▸ **Lines of data**
>> Begin

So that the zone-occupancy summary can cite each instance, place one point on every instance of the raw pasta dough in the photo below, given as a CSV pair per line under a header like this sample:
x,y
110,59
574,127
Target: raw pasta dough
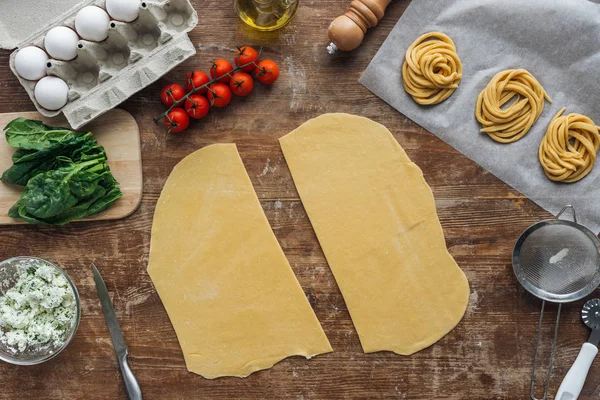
x,y
375,218
230,293
568,150
432,70
507,125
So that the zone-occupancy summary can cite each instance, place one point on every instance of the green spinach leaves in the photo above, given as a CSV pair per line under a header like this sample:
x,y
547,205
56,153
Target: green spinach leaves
x,y
64,173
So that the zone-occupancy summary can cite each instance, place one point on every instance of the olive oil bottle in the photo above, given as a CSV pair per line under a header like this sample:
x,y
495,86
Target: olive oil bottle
x,y
266,15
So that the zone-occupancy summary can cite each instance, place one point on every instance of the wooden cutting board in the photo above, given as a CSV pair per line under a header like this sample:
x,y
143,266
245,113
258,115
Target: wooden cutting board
x,y
118,132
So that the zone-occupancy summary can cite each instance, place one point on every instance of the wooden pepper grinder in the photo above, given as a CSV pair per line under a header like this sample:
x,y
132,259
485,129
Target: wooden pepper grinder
x,y
347,31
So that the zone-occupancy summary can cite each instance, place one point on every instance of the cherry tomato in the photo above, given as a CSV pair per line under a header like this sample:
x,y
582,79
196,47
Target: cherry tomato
x,y
219,95
172,93
267,71
177,120
241,84
196,79
221,68
244,56
197,106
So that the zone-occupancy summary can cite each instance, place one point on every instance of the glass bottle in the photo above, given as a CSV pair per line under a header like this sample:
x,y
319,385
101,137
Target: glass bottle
x,y
265,15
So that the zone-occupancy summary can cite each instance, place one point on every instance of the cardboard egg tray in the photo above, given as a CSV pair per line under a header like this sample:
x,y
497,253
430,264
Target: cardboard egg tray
x,y
103,74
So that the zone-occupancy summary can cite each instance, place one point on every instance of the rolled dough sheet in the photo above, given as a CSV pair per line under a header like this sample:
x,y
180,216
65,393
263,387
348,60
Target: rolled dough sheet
x,y
230,293
375,218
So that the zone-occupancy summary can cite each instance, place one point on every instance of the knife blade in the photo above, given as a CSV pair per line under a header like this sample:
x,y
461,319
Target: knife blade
x,y
132,388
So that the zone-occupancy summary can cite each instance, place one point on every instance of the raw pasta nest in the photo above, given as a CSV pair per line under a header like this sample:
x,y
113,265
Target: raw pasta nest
x,y
509,124
568,150
432,70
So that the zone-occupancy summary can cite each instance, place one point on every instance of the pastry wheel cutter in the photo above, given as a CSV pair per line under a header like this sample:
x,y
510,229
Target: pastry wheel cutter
x,y
571,386
557,261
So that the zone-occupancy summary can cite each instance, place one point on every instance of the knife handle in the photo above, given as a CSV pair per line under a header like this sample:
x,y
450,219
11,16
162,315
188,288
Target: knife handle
x,y
132,388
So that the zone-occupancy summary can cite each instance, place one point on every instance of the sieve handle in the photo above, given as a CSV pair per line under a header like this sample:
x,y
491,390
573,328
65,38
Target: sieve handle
x,y
565,208
573,382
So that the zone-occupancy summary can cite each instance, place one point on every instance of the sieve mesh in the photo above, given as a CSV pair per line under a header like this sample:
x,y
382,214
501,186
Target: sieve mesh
x,y
558,260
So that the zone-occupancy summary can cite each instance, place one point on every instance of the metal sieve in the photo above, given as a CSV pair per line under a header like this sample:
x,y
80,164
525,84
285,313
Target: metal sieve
x,y
556,261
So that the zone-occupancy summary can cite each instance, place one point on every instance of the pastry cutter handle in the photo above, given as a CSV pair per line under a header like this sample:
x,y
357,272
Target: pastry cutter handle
x,y
132,388
571,386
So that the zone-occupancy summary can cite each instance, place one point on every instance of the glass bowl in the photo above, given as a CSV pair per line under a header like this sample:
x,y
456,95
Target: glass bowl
x,y
9,273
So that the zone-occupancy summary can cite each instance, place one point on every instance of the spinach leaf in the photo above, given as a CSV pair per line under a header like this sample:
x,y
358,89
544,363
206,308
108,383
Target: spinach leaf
x,y
73,191
64,172
29,163
30,134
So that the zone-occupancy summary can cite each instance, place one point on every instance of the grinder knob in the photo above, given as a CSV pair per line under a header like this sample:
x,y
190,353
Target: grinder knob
x,y
347,31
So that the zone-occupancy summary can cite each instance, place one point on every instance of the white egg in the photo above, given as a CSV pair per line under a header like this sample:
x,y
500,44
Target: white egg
x,y
52,93
61,43
91,23
123,10
30,63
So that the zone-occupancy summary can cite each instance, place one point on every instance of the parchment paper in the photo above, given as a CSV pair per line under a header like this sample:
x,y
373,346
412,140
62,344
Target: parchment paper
x,y
558,41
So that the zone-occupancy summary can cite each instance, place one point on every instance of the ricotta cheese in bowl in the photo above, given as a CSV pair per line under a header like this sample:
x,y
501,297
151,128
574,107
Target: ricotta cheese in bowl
x,y
39,310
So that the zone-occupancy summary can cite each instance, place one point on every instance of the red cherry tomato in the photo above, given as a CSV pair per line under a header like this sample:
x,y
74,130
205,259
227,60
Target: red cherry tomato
x,y
197,106
172,93
244,56
267,71
219,95
195,79
221,68
241,84
177,120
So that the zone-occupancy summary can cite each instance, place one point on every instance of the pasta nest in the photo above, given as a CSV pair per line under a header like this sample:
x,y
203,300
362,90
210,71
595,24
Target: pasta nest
x,y
511,123
568,150
432,69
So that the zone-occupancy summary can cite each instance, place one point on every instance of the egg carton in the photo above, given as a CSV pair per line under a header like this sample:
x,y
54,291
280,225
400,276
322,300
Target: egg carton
x,y
103,74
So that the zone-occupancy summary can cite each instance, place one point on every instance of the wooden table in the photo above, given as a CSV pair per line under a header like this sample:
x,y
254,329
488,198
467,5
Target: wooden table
x,y
488,356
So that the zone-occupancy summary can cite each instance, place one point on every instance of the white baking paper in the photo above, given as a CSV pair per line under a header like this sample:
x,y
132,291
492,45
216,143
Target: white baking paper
x,y
558,41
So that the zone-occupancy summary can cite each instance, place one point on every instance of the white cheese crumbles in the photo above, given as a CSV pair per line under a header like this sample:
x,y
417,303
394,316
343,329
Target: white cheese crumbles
x,y
38,311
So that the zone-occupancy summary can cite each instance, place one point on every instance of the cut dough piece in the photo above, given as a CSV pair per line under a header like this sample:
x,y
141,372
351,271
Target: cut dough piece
x,y
375,218
230,293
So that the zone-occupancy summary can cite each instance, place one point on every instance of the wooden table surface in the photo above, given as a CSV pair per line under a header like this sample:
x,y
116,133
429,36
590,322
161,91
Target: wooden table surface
x,y
489,354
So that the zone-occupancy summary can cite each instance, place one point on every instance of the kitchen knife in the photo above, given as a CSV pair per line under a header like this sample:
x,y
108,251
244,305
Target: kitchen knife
x,y
132,388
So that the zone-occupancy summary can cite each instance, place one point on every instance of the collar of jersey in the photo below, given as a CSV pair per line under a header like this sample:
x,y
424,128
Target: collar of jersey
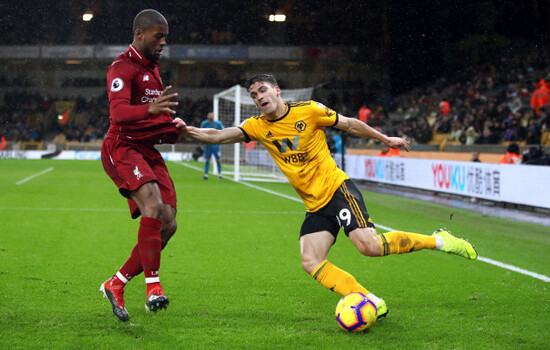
x,y
138,56
283,116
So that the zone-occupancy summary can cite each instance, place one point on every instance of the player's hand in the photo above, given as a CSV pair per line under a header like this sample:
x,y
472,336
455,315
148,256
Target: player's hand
x,y
164,103
398,142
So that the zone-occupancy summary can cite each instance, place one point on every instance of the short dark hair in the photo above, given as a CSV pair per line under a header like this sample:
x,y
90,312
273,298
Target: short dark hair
x,y
147,18
264,77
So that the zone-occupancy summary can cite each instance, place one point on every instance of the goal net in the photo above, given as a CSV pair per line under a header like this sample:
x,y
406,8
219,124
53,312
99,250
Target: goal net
x,y
250,161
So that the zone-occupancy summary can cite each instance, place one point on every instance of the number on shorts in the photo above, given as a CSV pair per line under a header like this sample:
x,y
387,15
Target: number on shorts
x,y
344,215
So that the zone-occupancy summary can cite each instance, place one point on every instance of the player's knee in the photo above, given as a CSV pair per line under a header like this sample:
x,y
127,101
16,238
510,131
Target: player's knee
x,y
367,243
309,263
368,250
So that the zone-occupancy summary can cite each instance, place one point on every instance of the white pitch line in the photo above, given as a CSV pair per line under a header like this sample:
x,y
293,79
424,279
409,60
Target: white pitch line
x,y
480,258
33,176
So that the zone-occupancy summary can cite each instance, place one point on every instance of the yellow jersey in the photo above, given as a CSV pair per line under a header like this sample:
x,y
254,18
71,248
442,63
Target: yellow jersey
x,y
297,143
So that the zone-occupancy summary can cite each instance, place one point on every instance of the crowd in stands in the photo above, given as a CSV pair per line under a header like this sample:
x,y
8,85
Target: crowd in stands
x,y
496,103
207,22
491,104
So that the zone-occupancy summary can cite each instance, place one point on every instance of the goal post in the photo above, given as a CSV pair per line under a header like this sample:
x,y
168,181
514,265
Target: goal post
x,y
250,162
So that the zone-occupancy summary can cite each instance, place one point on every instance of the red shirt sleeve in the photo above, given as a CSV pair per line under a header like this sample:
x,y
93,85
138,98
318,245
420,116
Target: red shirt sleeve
x,y
119,82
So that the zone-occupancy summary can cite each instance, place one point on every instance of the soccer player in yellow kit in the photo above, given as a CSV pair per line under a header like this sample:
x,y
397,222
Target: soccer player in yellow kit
x,y
293,135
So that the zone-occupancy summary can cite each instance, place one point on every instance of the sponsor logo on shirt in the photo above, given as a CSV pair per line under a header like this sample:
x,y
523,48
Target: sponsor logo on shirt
x,y
151,95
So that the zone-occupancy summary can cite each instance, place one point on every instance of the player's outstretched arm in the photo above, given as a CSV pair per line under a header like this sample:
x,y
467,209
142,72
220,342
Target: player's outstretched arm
x,y
210,136
358,128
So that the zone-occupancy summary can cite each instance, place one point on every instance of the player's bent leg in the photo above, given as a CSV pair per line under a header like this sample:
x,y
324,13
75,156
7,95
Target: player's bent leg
x,y
399,242
314,248
169,224
453,245
149,200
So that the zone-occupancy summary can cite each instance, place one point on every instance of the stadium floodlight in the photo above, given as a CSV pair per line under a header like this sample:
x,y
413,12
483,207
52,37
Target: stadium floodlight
x,y
277,17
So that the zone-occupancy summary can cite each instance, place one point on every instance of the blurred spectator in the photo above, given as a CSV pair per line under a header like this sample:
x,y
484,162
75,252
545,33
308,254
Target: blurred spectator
x,y
471,135
512,155
445,107
535,155
384,152
457,132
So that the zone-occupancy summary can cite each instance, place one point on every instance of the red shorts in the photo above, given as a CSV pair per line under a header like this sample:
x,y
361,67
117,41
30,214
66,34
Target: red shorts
x,y
130,166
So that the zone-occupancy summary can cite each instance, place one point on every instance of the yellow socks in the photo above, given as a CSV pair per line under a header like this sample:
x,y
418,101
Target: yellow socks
x,y
399,242
338,281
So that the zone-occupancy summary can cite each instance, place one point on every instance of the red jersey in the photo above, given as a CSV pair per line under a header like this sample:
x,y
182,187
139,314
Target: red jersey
x,y
133,82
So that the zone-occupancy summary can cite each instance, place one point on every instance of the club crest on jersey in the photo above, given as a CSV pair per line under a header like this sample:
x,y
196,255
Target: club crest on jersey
x,y
300,125
117,85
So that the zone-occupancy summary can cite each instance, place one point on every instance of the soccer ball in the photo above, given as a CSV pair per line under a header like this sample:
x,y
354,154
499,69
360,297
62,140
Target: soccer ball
x,y
355,312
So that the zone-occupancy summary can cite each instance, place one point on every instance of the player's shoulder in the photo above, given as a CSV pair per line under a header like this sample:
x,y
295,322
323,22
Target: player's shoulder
x,y
253,120
123,62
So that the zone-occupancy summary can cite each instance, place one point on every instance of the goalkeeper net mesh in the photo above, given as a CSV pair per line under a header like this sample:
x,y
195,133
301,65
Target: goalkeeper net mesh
x,y
249,161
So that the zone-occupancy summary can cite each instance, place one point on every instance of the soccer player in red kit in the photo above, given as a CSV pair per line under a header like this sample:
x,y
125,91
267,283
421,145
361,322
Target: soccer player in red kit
x,y
140,116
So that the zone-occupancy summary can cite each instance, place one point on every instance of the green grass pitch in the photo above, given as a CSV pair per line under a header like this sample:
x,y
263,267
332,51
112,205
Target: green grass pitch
x,y
233,274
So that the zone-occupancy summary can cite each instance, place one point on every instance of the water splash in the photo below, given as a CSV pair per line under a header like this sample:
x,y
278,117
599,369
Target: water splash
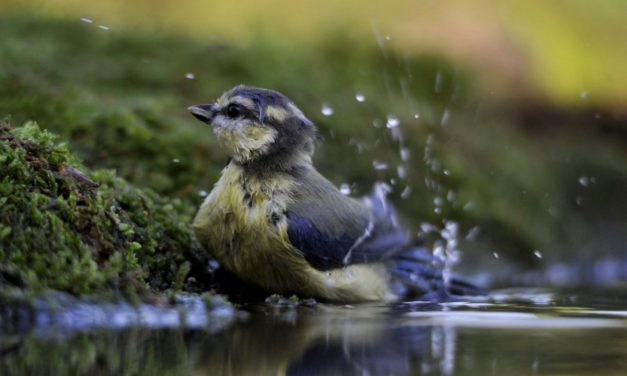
x,y
378,165
326,109
392,122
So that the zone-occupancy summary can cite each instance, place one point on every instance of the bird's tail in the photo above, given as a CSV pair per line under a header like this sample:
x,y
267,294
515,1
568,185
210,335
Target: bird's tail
x,y
420,274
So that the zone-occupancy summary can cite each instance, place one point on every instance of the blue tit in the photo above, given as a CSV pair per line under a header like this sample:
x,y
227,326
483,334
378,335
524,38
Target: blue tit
x,y
274,221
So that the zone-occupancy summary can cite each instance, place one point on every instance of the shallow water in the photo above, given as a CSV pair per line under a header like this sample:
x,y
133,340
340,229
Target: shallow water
x,y
526,332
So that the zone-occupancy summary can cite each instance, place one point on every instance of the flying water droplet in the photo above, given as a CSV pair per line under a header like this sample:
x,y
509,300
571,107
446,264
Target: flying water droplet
x,y
326,110
401,171
392,122
378,165
404,152
406,192
445,117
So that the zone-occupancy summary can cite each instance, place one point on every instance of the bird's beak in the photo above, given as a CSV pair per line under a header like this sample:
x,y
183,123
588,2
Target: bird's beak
x,y
203,112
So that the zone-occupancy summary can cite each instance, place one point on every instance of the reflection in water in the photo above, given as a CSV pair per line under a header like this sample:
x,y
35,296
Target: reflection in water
x,y
407,339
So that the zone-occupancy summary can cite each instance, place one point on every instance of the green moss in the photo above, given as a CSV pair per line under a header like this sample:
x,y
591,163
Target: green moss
x,y
65,228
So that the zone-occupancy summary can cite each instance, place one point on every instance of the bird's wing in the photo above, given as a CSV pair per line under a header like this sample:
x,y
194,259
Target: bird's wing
x,y
333,230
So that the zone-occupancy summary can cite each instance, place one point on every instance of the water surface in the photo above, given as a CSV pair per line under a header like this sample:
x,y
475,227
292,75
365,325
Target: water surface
x,y
525,332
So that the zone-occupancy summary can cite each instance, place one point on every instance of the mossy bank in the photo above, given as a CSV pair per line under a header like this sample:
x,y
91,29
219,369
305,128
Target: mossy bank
x,y
67,228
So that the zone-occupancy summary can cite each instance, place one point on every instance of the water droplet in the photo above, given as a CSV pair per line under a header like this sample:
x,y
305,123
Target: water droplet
x,y
326,110
437,201
401,171
392,122
472,233
446,115
438,82
406,192
450,196
378,165
404,152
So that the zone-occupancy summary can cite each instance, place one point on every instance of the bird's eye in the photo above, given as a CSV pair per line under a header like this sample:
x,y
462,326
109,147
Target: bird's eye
x,y
233,111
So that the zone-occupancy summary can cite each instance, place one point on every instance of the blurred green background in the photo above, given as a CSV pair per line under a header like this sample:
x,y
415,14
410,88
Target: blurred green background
x,y
507,118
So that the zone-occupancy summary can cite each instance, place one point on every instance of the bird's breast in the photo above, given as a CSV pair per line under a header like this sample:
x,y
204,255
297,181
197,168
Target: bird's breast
x,y
242,224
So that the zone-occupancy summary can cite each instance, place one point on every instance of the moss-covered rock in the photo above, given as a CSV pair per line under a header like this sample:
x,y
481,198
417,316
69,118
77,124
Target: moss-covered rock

>> End

▸ **Set problem**
Write out exactly the final stretch of the records: the line containing "the blurred green" and every line after it, through the last, and nothing else.

▸ **Complete output**
So that the zone-occupancy summary can cite each instance, place one point on every instance of the blurred green background in the photo above, given as a CSV pair per line under a header like this sample:
x,y
415,14
410,88
Target: blurred green background
x,y
507,118
So that the zone-occupancy summary can cite each instance, place one point on every instance of the bird's breast in the photo above, given as a CSV pair per line under a header like this sample:
x,y
204,255
297,181
197,168
Target: bird's breast
x,y
242,224
So that the zone-occupancy summary can cite each instance, place one point on every instance of the moss-covered rock in the photo above, given as a CSV pair per line under a header like this sample:
x,y
481,198
417,316
69,118
77,124
Target: moss-covered rock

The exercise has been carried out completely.